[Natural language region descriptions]
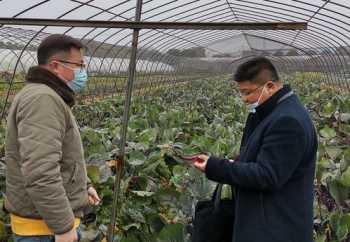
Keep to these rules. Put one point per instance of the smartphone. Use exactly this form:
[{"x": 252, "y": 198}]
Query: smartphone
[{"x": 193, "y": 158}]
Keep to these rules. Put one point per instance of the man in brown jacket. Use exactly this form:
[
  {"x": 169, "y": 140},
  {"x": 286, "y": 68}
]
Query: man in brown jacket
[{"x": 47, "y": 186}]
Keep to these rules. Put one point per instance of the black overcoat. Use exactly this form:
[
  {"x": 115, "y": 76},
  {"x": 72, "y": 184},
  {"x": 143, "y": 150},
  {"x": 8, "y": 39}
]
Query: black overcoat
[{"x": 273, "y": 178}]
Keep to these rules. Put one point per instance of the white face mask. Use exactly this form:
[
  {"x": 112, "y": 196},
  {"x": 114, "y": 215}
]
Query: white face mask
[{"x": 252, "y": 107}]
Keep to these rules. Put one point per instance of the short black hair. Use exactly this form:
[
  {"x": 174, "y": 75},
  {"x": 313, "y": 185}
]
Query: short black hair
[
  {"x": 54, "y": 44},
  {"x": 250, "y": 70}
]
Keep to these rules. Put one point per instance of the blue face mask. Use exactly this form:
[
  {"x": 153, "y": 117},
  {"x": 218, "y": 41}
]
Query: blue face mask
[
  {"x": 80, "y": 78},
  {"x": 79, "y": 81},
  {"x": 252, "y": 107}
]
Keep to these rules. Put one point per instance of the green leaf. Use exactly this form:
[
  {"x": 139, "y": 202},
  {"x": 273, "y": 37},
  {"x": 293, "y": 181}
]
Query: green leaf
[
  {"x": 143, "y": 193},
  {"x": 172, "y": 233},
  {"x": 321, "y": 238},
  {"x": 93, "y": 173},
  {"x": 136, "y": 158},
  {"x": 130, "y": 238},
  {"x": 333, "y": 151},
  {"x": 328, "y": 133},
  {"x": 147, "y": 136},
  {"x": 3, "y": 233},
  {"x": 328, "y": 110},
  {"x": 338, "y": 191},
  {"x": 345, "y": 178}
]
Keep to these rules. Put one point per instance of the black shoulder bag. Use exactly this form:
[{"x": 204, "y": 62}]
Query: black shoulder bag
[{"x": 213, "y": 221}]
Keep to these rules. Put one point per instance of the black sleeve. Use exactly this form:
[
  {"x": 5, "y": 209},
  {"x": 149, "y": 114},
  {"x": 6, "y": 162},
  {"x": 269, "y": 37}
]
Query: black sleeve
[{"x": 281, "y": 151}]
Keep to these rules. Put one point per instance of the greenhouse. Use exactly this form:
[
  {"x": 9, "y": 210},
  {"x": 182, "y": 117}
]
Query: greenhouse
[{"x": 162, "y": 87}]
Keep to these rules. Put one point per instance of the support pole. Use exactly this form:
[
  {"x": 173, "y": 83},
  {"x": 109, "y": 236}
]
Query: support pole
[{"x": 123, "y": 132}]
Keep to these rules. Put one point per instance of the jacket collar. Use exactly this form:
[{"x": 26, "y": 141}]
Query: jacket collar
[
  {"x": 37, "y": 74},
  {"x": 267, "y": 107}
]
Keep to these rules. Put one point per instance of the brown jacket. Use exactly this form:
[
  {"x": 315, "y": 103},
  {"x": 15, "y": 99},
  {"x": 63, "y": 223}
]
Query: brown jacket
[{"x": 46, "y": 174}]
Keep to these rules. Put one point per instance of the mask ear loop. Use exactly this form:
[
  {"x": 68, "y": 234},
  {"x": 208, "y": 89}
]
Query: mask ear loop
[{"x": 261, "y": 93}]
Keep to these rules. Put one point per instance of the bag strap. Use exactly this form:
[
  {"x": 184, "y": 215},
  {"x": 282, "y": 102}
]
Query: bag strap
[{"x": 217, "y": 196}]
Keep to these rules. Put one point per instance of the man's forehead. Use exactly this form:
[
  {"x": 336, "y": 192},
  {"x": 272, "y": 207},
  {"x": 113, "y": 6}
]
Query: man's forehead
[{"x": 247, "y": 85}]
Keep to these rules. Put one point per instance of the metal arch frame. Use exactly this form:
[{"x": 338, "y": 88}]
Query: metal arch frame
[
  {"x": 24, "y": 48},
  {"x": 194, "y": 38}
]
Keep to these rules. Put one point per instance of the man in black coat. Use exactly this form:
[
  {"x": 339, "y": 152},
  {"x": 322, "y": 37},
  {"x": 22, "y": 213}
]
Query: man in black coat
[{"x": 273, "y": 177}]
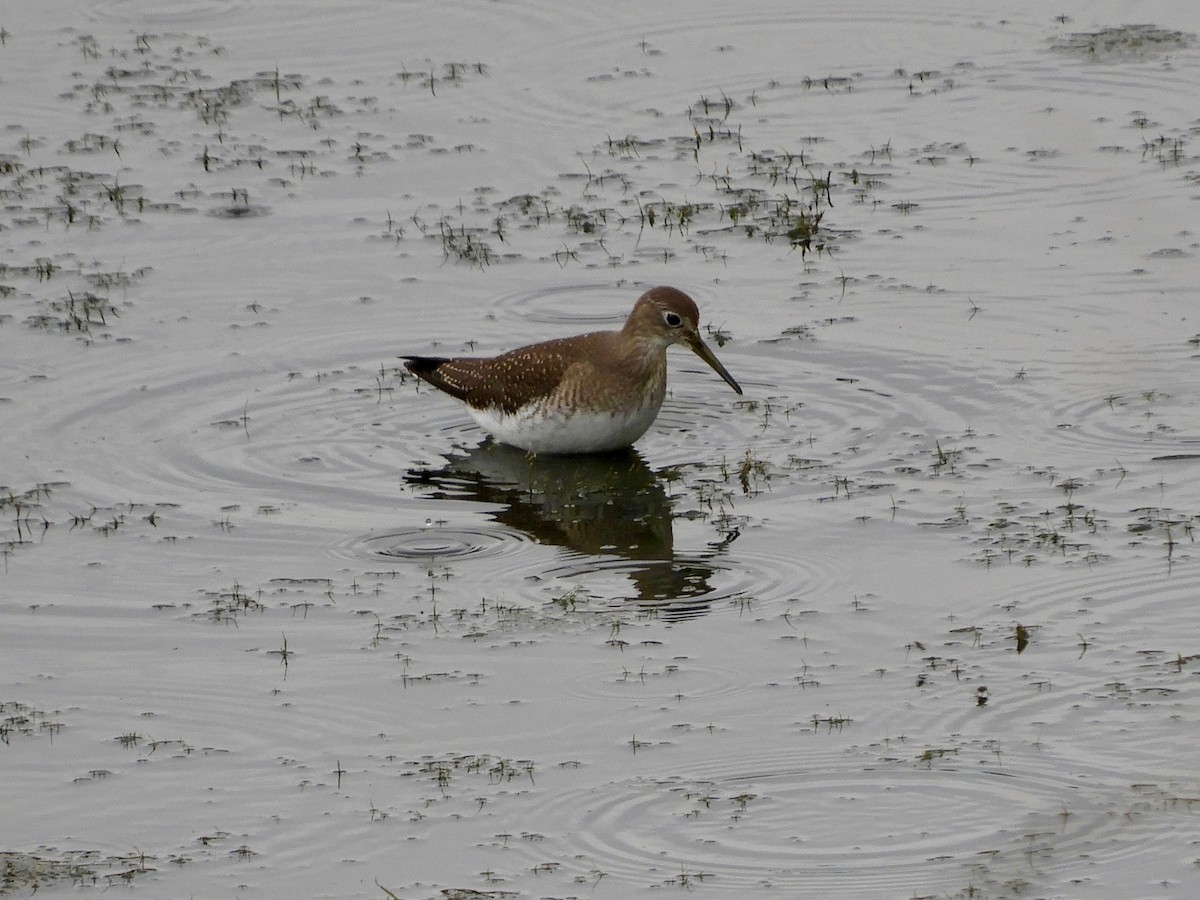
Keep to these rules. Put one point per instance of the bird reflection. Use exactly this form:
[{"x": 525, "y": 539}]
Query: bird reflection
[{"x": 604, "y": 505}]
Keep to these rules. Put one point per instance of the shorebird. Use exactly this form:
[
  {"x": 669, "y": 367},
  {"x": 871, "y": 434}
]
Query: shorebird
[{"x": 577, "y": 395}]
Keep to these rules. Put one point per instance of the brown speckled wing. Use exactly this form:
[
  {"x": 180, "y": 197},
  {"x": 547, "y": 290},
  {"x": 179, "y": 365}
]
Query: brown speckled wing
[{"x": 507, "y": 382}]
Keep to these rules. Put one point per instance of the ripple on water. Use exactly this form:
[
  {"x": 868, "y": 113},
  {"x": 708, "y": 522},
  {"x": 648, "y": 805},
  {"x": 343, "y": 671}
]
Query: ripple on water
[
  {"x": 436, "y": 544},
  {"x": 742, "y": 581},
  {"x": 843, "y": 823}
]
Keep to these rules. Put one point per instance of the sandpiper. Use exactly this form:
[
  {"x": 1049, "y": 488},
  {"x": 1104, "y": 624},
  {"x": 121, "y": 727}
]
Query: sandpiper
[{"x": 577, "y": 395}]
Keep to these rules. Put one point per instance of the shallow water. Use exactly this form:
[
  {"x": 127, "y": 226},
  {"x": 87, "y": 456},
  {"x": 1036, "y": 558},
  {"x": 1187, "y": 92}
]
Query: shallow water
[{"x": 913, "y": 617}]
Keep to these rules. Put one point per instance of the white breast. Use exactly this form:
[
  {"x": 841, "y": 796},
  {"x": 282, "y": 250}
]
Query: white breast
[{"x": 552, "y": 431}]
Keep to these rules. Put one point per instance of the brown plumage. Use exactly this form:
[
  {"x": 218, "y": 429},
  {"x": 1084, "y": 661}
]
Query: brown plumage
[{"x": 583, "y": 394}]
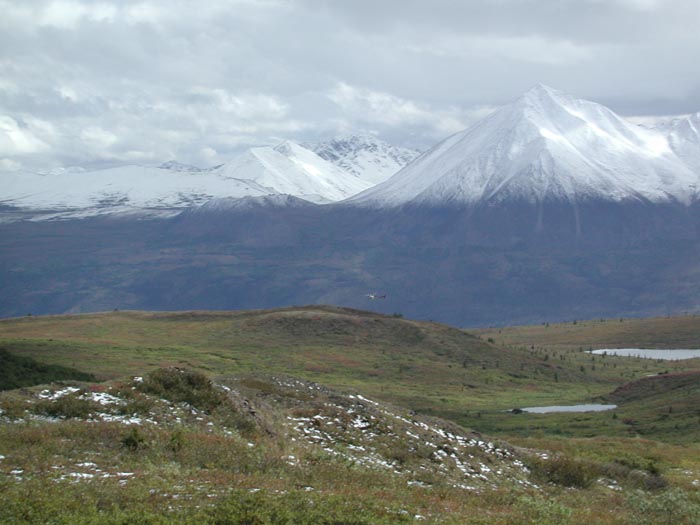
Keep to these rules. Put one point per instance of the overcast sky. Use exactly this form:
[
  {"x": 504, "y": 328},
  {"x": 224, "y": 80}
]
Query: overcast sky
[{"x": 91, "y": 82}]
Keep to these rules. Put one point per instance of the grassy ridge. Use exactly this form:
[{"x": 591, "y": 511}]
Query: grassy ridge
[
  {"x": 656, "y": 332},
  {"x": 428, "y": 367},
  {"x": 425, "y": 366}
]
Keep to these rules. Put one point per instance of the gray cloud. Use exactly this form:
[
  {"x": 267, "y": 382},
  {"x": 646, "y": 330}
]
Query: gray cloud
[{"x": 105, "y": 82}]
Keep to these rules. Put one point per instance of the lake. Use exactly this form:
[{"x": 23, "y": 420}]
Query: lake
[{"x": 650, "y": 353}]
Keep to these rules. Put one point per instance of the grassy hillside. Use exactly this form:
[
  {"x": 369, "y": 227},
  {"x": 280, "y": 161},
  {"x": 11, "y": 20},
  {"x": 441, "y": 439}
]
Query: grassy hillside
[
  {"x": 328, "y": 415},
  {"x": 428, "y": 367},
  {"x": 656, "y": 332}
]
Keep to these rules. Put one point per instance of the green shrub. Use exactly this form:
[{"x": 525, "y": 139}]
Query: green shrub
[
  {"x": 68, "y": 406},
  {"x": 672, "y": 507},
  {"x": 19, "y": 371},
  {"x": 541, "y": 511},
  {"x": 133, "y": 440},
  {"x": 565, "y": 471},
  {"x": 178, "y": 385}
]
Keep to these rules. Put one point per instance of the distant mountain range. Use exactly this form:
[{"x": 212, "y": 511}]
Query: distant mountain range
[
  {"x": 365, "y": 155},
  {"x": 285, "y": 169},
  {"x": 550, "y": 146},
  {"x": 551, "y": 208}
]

◆ Work to complete: Output consists of exactly the lines from the one containing "of the distant" to the end of the records above, retyped without change and with nothing extra.

◆ Answer section:
Keep to these rules. Put one point per instance of the distant mountain range. Use exactly this form:
[{"x": 212, "y": 511}]
Query: distant mountain range
[
  {"x": 365, "y": 155},
  {"x": 285, "y": 169},
  {"x": 550, "y": 146},
  {"x": 551, "y": 208}
]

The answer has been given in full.